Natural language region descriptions
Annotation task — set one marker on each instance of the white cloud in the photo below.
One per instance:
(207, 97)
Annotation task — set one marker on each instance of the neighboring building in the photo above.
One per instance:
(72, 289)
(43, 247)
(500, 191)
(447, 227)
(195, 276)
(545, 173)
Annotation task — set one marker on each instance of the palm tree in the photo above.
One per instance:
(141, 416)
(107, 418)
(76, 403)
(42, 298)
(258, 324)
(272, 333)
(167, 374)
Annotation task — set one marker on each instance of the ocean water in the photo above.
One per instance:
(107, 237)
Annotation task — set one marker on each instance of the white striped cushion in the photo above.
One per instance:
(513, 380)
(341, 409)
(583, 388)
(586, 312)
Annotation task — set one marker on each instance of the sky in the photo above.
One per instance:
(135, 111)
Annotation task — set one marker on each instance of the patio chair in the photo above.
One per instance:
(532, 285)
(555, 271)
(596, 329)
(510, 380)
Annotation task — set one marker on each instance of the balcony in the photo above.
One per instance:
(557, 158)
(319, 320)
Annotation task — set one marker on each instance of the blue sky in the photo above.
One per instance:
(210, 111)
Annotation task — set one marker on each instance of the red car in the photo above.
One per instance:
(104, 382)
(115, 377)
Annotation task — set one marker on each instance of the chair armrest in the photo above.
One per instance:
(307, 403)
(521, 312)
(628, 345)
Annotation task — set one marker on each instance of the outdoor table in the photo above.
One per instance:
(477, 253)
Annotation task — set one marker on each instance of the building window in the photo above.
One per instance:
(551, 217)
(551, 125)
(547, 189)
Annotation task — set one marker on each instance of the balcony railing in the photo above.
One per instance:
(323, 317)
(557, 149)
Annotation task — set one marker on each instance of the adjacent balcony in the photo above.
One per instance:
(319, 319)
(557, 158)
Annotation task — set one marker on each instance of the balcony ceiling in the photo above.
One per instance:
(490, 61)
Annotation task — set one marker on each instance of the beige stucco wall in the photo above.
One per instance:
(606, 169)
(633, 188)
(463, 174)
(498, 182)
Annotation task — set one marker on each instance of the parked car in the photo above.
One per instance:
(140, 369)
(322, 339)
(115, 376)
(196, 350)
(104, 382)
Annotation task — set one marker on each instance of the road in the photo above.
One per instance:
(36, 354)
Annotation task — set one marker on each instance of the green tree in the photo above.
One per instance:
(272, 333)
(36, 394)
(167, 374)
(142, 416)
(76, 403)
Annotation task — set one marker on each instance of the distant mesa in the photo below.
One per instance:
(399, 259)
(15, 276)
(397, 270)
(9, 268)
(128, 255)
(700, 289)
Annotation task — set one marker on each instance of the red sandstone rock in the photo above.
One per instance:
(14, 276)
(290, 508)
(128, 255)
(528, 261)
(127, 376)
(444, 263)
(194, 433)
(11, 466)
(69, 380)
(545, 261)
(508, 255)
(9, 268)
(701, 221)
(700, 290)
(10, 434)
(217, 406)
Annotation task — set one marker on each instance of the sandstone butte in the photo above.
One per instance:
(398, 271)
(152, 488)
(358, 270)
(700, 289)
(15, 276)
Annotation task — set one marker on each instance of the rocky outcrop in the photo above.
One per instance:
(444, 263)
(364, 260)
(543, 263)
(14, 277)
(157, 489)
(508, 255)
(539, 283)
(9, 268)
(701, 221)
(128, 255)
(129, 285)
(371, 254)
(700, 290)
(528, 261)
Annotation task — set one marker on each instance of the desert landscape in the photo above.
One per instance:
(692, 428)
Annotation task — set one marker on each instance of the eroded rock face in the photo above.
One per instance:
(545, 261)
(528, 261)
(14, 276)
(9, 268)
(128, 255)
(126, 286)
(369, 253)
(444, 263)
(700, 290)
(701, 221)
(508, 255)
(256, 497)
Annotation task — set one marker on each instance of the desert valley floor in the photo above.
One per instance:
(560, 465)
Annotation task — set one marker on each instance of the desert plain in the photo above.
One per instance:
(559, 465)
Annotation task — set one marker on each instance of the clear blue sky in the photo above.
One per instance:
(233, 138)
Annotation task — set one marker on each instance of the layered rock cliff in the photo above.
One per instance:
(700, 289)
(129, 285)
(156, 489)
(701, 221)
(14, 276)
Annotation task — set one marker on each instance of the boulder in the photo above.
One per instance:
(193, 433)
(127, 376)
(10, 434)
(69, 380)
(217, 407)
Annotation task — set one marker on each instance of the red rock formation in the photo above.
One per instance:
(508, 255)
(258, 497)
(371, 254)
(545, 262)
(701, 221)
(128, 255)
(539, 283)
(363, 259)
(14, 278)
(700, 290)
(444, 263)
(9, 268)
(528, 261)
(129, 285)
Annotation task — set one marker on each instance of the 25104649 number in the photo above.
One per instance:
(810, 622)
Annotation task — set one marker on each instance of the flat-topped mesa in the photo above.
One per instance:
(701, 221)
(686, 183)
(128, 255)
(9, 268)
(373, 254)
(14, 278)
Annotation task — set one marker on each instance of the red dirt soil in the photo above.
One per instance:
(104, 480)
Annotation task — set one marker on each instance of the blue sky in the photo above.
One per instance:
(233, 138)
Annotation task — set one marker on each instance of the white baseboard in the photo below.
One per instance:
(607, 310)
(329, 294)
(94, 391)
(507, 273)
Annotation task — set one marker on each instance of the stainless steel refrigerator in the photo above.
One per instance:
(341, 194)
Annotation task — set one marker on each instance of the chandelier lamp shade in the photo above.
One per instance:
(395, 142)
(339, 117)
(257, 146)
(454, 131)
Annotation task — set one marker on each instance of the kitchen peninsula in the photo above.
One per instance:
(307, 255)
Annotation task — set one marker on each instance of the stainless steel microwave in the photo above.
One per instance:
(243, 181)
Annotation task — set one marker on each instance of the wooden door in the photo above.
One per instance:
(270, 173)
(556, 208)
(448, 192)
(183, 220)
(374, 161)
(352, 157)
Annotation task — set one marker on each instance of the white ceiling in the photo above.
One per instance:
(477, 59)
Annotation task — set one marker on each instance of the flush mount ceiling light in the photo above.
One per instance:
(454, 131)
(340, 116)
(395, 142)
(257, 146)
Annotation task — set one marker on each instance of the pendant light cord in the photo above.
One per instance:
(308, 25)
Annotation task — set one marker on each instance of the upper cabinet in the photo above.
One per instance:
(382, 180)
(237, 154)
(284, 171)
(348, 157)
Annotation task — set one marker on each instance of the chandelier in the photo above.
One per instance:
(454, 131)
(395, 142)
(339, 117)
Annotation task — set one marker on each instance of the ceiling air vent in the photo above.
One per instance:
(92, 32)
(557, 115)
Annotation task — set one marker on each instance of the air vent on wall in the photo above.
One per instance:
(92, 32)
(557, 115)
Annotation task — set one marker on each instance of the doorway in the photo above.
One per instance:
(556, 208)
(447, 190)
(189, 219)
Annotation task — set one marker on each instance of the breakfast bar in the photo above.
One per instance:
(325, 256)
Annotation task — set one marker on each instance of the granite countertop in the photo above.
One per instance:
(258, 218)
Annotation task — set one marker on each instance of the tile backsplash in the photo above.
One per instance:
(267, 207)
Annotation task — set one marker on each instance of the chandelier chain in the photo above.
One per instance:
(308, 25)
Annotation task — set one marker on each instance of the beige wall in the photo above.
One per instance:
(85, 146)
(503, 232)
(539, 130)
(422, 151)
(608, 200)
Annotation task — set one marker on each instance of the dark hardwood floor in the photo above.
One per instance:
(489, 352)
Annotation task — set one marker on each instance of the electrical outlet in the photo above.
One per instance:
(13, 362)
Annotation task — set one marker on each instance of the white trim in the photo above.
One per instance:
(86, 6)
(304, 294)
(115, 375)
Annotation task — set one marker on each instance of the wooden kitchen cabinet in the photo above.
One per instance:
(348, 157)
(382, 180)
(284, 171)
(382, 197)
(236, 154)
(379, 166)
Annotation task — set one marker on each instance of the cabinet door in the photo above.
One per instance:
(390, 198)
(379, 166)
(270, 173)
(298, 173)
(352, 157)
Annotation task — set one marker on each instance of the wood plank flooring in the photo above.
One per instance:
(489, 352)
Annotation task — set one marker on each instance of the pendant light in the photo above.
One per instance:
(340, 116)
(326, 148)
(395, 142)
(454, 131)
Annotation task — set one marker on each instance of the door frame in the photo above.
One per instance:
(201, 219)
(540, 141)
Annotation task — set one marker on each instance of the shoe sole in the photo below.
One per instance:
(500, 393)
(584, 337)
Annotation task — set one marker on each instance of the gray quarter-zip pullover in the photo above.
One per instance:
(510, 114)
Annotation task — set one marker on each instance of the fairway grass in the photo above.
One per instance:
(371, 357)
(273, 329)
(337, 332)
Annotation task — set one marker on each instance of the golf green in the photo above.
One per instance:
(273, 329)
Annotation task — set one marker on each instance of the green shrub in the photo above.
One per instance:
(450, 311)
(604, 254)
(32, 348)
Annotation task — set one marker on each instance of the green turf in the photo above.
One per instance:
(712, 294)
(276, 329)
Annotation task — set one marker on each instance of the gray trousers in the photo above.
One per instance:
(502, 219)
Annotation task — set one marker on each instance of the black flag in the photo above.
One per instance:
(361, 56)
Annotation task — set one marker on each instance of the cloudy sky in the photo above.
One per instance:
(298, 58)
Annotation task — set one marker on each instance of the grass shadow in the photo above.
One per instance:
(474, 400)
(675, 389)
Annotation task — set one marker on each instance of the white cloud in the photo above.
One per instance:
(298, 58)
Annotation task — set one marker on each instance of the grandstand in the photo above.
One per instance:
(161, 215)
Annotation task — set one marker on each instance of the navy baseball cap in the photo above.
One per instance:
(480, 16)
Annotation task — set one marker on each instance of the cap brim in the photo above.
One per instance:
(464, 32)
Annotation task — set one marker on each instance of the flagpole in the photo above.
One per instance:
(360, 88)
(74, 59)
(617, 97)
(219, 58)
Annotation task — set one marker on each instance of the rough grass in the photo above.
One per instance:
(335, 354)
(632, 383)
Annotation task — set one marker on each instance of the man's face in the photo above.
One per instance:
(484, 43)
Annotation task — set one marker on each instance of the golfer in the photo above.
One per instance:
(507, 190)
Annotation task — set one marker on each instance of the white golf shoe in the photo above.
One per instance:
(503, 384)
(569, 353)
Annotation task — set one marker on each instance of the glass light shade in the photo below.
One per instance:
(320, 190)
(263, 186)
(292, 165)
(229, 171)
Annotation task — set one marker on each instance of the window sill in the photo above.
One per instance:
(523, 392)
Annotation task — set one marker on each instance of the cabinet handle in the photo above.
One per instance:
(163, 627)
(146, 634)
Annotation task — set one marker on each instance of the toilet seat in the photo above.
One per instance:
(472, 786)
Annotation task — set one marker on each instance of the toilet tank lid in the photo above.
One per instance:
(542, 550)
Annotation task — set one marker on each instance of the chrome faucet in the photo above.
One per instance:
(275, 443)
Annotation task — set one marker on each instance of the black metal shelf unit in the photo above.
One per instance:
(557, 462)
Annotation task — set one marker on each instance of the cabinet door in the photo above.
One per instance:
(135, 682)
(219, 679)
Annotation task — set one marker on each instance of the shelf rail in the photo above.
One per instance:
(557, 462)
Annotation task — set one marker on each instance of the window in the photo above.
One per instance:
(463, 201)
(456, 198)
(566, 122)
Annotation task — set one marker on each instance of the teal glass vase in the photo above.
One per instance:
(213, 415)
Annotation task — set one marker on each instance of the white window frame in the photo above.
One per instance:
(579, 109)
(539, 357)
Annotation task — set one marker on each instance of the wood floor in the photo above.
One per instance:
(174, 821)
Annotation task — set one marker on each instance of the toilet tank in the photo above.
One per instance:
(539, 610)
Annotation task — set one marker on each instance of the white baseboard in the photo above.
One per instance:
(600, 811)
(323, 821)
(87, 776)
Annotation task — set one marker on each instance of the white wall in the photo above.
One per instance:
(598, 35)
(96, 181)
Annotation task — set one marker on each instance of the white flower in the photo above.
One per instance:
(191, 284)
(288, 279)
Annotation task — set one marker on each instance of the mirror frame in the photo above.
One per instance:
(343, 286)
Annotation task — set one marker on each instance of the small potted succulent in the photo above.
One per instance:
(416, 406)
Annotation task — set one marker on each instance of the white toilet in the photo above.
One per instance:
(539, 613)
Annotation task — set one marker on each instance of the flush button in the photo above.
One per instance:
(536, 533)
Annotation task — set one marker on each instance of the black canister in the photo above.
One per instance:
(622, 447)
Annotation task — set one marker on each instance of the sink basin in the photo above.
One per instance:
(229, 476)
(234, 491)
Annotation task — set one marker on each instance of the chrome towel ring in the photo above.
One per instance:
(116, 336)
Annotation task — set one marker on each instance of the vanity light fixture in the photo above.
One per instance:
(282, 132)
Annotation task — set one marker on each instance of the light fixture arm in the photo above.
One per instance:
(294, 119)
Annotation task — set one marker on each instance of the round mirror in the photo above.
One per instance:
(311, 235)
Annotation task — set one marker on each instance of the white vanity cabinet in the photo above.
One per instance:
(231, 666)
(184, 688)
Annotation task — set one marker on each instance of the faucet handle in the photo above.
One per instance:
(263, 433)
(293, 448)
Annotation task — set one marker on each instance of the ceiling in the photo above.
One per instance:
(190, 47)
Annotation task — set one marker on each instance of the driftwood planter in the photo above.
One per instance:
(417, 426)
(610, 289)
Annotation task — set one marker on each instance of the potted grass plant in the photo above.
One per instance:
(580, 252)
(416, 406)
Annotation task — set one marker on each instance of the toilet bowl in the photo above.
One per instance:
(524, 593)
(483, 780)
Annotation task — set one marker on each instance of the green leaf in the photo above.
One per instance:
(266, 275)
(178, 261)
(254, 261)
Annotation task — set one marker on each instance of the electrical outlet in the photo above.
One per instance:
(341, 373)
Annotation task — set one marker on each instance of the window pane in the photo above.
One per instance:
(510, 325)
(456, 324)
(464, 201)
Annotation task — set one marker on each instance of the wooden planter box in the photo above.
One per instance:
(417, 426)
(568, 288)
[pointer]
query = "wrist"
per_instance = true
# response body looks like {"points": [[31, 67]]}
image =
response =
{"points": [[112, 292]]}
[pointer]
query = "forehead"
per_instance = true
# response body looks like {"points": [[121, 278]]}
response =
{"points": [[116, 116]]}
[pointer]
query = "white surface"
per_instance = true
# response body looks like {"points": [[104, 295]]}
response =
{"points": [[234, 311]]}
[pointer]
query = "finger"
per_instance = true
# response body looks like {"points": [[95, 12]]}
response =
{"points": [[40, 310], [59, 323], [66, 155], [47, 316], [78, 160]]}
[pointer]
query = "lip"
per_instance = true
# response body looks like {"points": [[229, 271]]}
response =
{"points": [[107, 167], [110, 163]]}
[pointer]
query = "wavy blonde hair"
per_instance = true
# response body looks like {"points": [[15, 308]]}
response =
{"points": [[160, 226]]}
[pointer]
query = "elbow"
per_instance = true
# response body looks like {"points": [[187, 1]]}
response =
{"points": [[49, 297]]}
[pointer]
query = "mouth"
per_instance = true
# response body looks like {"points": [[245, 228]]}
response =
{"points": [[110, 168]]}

◆ **Your assignment**
Please give an exact copy of the lines above, beginning with the line containing "parked car in the photo above." and running through the line containing "mesa in the photo below.", and of no other lines.

◆ **Result of the exercise**
Annotation task — set one marker on each instance of the parked car in the photo above.
One per instance:
(140, 369)
(322, 339)
(115, 376)
(196, 350)
(104, 382)
Annotation task — set one marker on each instance of the road in the photo above.
One per instance:
(36, 354)
Annotation task — set one marker on each instance of the green tree in the photo above.
One per instance:
(272, 333)
(36, 394)
(167, 374)
(142, 416)
(76, 403)
Annotation task — set one marker on each instance of the distant mesa in the photo below.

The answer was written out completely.